Supplied data -

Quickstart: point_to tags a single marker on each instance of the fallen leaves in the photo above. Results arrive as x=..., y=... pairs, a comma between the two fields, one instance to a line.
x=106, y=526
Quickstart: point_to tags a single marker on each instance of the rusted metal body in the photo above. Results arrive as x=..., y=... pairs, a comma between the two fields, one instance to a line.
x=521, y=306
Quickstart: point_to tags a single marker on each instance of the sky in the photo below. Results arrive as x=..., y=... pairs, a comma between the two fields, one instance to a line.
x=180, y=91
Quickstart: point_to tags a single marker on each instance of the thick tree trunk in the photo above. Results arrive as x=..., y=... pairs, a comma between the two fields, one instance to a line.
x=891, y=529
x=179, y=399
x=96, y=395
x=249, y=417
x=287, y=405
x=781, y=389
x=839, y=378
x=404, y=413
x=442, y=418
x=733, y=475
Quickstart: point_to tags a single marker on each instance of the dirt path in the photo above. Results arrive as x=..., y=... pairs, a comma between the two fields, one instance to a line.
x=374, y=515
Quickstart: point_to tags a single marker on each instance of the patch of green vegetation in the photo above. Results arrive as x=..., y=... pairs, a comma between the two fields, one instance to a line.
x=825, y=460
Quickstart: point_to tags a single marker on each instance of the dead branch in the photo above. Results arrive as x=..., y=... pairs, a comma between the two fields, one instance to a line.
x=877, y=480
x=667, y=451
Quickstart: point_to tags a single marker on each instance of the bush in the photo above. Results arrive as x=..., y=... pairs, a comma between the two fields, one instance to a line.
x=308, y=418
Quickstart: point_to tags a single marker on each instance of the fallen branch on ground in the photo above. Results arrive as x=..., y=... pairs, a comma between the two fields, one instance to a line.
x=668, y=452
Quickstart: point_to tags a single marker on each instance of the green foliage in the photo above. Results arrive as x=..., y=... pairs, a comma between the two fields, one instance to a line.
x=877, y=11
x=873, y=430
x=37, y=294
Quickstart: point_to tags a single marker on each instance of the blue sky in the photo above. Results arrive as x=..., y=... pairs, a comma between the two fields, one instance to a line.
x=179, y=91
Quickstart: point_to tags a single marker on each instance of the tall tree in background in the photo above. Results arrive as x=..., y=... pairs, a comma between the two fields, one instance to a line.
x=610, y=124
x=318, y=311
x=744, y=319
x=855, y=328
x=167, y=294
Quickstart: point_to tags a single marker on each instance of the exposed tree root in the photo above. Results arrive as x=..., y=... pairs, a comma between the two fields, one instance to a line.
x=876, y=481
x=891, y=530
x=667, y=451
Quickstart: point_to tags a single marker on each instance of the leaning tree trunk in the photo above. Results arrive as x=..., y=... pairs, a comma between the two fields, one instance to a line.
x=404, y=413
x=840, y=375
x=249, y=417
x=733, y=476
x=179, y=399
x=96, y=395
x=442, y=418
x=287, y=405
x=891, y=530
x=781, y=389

What to do -
Rewrite the stretch of the listing above from the line containing "of the tall" through the line containing "x=167, y=294", raising every x and y coordinate by 91 and keeping all other wording unchanged.

Answer for the task -
Quickstart: point_to tags a single marker on each instance of the tall tree in background in the photo above. Results arrive as x=..., y=... pairs, a comma between the two fields, one instance to a line.
x=701, y=215
x=409, y=402
x=835, y=410
x=946, y=419
x=258, y=385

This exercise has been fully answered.